* Problema 1:
Traduce al inglés esta oración del texto sobre el decrecimiento: "Por lo tanto, es necesario identificar con mayor precisión a los adversarios de un programa político de decrecimiento, los obstáculos que se opondrían a su aplicación, y por último la forma política que cobraría una sociedad ecocompatible."

### Fragmento para leer

Serge Latouche
El proyecto de construir una sociedad autónoma y ahorrativa cuenta hoy en día con una amplia adhesión, aunque sus partidarios se enrolen en corrientes diferentes: decrecimiento, antiproductivismo, desarrollo recalificado, y hasta desarrollo sustentable. Por ejemplo, la consigna de antiproductivismo desarrollada por los Verdes corresponde exactamente a lo que los “objetores de crecimiento” llaman decrecimiento (1). La misma convergencia se verifica respecto de la posición de Attac, que en uno de sus folletos propone “evolucionar hacia una desaceleración progresiva y razonada del crecimiento material, bajo condiciones sociales precisas, como primera etapa hacia el decrecimiento de todas las formas de producción devastadoras y depredadoras” (2).
Y de hecho el acuerdo sobre los valores que la necesidad de “reevaluación” (3) vuelve deseables, va mucho más allá de los partidarios del decrecimiento, pues algunos defensores del desarrollo sustentable o del desarrollo alternativo tienen propuestas similares (4). Todos coinciden en la necesidad de reducir de manera importante la impronta ecológica, y por lo demás suscribirían sin problemas lo que John Stuart Mill escribía a mediados del siglo XIX: “Todas las actividades humanas que no generan un consumo exagerado de materiales irremplazables o que no deterioran de una manera irreversible el medio ambiente, podrían desarrollarse indefinidamente. En particular, actividades que muchos consideran como las más deseables y las más satisfactorias –la educación, el arte, la religión, la investigación fundamental, el deporte y las relaciones humanas– podrían llegar a ser florecientes” (5).
Pero vayamos un poco más lejos. En el fondo, ¿quién está contra la defensa del planeta, contra la protección del medio ambiente, o contra la conservación de la fauna y de la flora? En todo caso, ningún dirigente político. Incluso existen empresarios, altos ejecutivos y responsables económicos favorables a un cambio radical de orientación para salvar a nuestra especie de la crisis ecológica y social.
Por lo tanto, es necesario identificar con mayor precisión a los adversarios de un programa político de decrecimiento, los obstáculos que se opondrían a su aplicación, y por último la forma política que cobraría una sociedad ecocompatible.
1) ¿Quiénes son los “enemigos del pueblo”?
Trazar el perfil del adversario resulta problemático, pues tanto las entidades económicas como las sociedades multinacionales que poseen realmente el poder son –por su propia naturaleza– incapaces de ejercerlo directamente. Como lo señala Susan Strange, “actualmente, nadie asume algunas de las principales responsabilidades del Estado dentro de una economía de mercado” (6). Por una parte, big brother es anónimo; por otra, la servidumbre de los sujetos es más voluntaria que nunca, ya que la manipulación que ejerce la publicidad es infinitamente más insidiosa que la de la propaganda… En tales condiciones, ¿cómo enfrentar “políticamente” a la megamáquina?

######
### Extractos de datos

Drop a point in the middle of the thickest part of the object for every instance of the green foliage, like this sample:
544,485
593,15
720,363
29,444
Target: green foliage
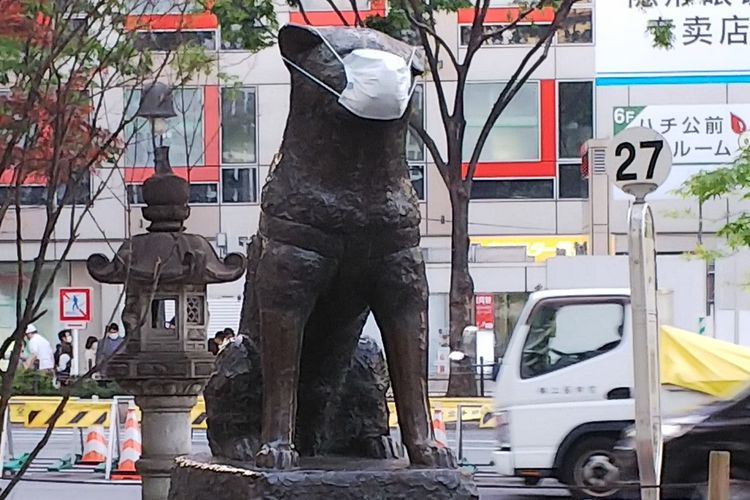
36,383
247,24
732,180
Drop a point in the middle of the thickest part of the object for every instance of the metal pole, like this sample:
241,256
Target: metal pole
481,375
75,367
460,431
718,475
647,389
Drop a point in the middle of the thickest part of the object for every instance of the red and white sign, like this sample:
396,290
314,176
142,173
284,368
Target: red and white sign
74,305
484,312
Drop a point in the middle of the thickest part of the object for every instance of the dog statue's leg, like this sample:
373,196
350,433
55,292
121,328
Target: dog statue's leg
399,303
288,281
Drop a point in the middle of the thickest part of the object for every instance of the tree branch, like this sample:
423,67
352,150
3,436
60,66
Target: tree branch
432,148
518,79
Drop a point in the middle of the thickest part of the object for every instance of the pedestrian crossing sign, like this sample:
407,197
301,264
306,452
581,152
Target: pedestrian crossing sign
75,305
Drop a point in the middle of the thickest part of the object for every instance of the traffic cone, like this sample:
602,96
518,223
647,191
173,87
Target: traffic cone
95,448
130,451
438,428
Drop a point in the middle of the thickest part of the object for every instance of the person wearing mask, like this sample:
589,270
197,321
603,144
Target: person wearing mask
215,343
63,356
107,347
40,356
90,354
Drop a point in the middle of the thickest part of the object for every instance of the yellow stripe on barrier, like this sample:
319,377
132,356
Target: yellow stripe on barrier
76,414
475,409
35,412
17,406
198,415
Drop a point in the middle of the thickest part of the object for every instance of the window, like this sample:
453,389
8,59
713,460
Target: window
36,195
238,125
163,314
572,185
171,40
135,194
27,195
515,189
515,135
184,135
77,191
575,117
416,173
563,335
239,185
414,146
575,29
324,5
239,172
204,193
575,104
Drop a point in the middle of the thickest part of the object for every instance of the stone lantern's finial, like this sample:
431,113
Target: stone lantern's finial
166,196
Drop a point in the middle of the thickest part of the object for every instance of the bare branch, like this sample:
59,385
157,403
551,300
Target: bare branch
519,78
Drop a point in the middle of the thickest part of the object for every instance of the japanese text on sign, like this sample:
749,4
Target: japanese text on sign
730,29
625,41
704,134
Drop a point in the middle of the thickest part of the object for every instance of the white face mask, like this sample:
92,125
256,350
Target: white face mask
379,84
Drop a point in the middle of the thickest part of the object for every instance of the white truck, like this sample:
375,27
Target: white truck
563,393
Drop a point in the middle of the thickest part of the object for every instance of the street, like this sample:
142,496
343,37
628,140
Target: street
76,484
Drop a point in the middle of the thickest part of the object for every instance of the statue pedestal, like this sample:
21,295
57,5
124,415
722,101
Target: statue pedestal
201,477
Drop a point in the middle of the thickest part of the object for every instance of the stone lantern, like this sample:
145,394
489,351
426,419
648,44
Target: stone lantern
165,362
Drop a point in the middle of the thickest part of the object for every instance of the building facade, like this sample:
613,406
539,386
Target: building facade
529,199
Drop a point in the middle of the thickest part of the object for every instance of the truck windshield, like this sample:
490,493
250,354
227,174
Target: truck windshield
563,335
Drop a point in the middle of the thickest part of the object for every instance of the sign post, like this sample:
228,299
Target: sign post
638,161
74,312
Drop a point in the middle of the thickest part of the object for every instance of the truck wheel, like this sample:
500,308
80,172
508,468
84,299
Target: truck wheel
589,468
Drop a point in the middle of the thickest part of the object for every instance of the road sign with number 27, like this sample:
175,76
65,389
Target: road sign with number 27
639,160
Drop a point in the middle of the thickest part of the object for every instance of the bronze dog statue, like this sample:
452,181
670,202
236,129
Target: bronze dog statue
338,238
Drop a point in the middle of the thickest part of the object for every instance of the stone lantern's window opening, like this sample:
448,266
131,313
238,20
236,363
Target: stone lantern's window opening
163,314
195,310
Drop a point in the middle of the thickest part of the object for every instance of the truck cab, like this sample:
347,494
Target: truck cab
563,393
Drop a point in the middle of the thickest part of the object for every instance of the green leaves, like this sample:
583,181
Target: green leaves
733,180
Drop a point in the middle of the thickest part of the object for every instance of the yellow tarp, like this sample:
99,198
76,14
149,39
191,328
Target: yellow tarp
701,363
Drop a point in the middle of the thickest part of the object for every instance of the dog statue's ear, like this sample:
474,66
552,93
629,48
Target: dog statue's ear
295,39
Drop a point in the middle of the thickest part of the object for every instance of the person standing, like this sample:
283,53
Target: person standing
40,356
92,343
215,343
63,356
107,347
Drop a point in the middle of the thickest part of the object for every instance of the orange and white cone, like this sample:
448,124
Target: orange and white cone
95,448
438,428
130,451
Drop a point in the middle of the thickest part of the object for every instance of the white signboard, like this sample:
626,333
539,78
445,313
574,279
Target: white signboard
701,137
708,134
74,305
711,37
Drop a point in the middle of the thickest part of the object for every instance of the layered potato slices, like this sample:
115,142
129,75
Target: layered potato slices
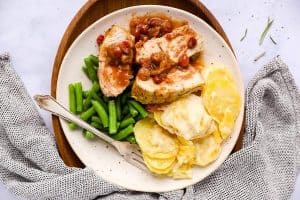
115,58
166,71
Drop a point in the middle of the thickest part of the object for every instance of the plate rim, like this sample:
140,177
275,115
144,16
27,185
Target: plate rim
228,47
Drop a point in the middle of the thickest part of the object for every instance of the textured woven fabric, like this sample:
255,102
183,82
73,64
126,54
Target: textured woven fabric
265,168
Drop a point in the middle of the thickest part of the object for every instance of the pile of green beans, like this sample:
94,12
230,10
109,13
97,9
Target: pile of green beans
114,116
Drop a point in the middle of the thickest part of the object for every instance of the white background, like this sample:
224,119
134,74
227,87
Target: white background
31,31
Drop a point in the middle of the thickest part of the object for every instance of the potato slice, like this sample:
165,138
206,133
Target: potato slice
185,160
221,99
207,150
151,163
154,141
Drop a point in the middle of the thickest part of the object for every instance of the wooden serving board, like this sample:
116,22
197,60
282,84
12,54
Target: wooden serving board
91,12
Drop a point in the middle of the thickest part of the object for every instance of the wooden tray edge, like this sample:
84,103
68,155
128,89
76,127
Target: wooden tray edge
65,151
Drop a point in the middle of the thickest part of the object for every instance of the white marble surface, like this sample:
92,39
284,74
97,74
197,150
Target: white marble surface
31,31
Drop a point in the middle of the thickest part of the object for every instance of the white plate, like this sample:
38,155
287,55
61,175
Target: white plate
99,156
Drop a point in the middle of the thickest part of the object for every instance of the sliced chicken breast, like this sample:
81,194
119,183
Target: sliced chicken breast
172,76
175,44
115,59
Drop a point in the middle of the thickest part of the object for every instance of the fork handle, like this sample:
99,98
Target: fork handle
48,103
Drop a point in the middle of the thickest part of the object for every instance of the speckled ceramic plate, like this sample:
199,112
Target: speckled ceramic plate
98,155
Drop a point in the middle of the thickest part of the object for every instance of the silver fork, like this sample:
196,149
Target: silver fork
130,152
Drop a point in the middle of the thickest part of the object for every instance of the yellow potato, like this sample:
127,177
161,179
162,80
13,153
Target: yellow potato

######

* Problema 2:
Extrae todas las líneas de las filas que contengan la palabra "metal", teniendo en cuenta las mayúsculas y minúsculas.

* Resultado del ejercicio 1:
Therefore, it is necessary to identify more precisely the adversaries of a political program of degrowth, the obstacles that would stand in the way of its implementation, and finally the political form that an eco-compatible society would take.

* Resultado del ejercicio 2:
Drop a point in the middle of the thickest part of the object for every instance of the metal pole, like this sample:
Target: metal pole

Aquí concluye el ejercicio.